## What is expected:
Every record below is to be repeated exactly, with the pictures left out.

## Region pointing data:
_____
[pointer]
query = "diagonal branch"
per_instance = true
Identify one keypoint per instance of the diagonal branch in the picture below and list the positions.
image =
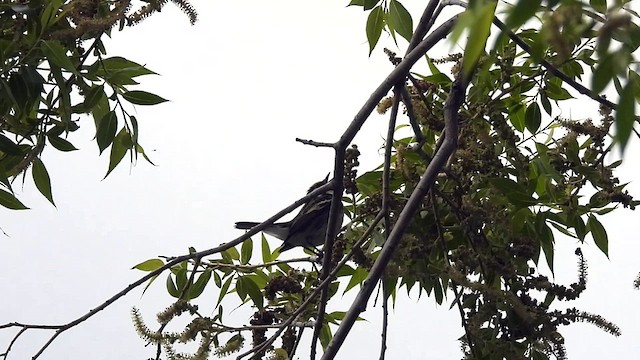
(458, 90)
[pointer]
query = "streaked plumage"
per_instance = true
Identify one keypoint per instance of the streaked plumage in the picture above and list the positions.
(308, 227)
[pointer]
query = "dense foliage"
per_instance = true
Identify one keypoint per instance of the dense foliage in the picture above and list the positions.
(477, 181)
(520, 177)
(53, 69)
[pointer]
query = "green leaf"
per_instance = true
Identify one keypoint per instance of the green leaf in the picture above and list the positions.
(48, 16)
(358, 277)
(93, 96)
(121, 144)
(10, 202)
(101, 106)
(171, 287)
(603, 73)
(545, 237)
(523, 11)
(246, 251)
(60, 143)
(556, 92)
(142, 98)
(42, 180)
(149, 265)
(533, 117)
(240, 288)
(65, 94)
(200, 284)
(546, 104)
(253, 291)
(599, 5)
(400, 19)
(266, 251)
(9, 147)
(625, 115)
(369, 4)
(106, 131)
(56, 53)
(599, 234)
(375, 24)
(517, 116)
(479, 31)
(224, 290)
(325, 335)
(118, 64)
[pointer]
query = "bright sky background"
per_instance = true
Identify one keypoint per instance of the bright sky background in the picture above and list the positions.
(244, 82)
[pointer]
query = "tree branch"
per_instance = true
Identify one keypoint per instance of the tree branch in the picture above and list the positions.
(458, 90)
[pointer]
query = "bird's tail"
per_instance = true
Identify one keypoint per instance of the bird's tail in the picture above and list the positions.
(245, 225)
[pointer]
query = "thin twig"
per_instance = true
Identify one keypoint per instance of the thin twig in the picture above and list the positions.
(64, 327)
(456, 97)
(454, 286)
(385, 320)
(334, 213)
(315, 292)
(314, 143)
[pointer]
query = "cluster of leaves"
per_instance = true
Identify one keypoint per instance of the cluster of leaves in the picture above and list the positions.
(273, 287)
(519, 178)
(53, 70)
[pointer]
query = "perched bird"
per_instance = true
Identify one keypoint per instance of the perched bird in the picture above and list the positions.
(308, 228)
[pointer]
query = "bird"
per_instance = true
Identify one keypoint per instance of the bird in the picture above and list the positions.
(308, 228)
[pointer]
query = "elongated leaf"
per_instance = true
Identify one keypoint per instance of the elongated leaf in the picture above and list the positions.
(400, 19)
(171, 287)
(9, 147)
(57, 54)
(375, 24)
(523, 11)
(625, 115)
(143, 98)
(241, 288)
(120, 64)
(599, 234)
(106, 131)
(533, 117)
(48, 16)
(10, 202)
(60, 143)
(121, 144)
(149, 265)
(266, 251)
(42, 180)
(200, 284)
(358, 277)
(253, 291)
(224, 290)
(246, 251)
(478, 33)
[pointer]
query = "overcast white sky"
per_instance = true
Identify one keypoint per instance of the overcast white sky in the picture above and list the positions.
(244, 82)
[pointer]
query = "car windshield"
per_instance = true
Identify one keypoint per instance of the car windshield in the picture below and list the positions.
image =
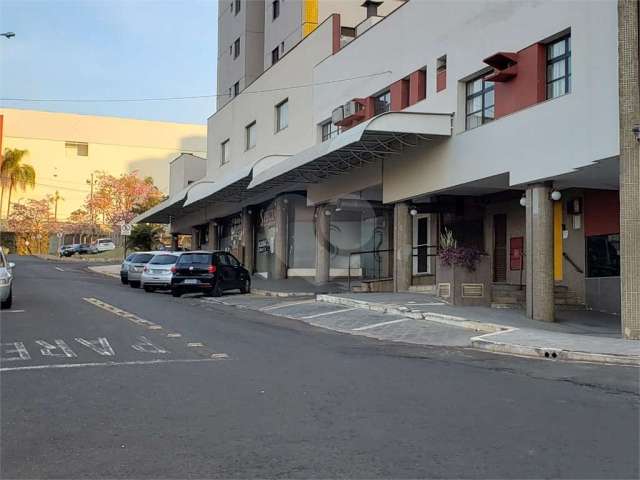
(201, 258)
(163, 260)
(142, 257)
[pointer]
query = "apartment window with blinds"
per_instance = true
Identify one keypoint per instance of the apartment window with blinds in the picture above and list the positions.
_____
## Answer space:
[pointer]
query = "diagonal branch"
per_instance = true
Identify one keypoint per instance of the diagonal branch in the picture below and list the positions.
image =
(458, 90)
[pointer]
query = "streaked plumage"
per_instance = true
Identify one keypoint per instance of the streaked plumage in the picture above and list the positions.
(308, 227)
[pointer]
query = "dense foliage"
per_instance = true
Identify one keypoint per instance of the dense foliage in the picture above and list the positions.
(477, 181)
(520, 177)
(53, 69)
[pointer]
query = "green leaf"
per_instance = true
Identify one keypoint per instance of the green leaf in the picture above and list the positions.
(48, 16)
(358, 277)
(93, 96)
(121, 144)
(10, 202)
(101, 106)
(171, 287)
(603, 73)
(545, 237)
(523, 11)
(246, 251)
(60, 143)
(556, 92)
(142, 98)
(42, 180)
(149, 265)
(533, 117)
(240, 288)
(65, 94)
(200, 284)
(546, 104)
(253, 291)
(599, 5)
(400, 19)
(266, 251)
(9, 147)
(625, 115)
(369, 4)
(106, 131)
(56, 53)
(599, 234)
(375, 24)
(517, 116)
(479, 31)
(224, 290)
(325, 335)
(118, 64)
[pointer]
query = "bright sky background"
per_instance = true
Identify one keypoint per instance of the bright sky background in the picture above and list the positions.
(244, 82)
[pointer]
query = "tree branch"
per_instance = true
Identify one keypoint per instance of the tree branch in the picture above and list the positions.
(458, 90)
[pointer]
query = "bird's tail"
per_instance = true
Identify one keypoint per instance of the bird's tail in the picture above and list the positions.
(245, 225)
[pointer]
query = "thin twig"
per_instance = true
Identify one keypoint per instance of the thin twig in the picture above and list the positions.
(64, 327)
(456, 97)
(454, 286)
(385, 320)
(334, 213)
(315, 292)
(314, 143)
[pointer]
query = "cluster of leaves"
per_instance = true
Identify one keypoint per instance of the cluster of leaves in the picture above and list the positions.
(273, 287)
(519, 178)
(53, 70)
[pointer]
query = "perched bird"
per_instance = true
Identify one keypoint per instance of the perched bird in the picture above and list the positions.
(308, 228)
[pointer]
query = "bird"
per_instance = true
Identify one keypoint per instance of the bird in the picture above and list the positions.
(308, 228)
[pointer]
query = "elongated leaf"
per_instance = true
Identify one keypoint per instance of the elongated leaf in the picture above and list the positions.
(400, 19)
(171, 287)
(9, 147)
(57, 54)
(375, 24)
(523, 11)
(625, 115)
(143, 98)
(241, 288)
(120, 64)
(599, 234)
(106, 131)
(533, 117)
(48, 16)
(10, 202)
(60, 143)
(121, 144)
(149, 265)
(266, 251)
(42, 180)
(200, 284)
(358, 277)
(253, 291)
(224, 290)
(246, 251)
(478, 33)
[pointer]
query = "overcast white sky"
per_instance = true
Identify one keypoint per instance of the overcast white sky in the picture above and list the positions.
(244, 82)
[pointer]
query = "car windshield"
per_instance = true
Identify one keypoint per instance of the car windshield in the picture below and list the positions.
image =
(201, 258)
(163, 260)
(142, 257)
[pointer]
query = "apartment window with blinds"
per_instance = true
Identify one keypoint per instance of the apartment window with blinds in the picture above and list the positions.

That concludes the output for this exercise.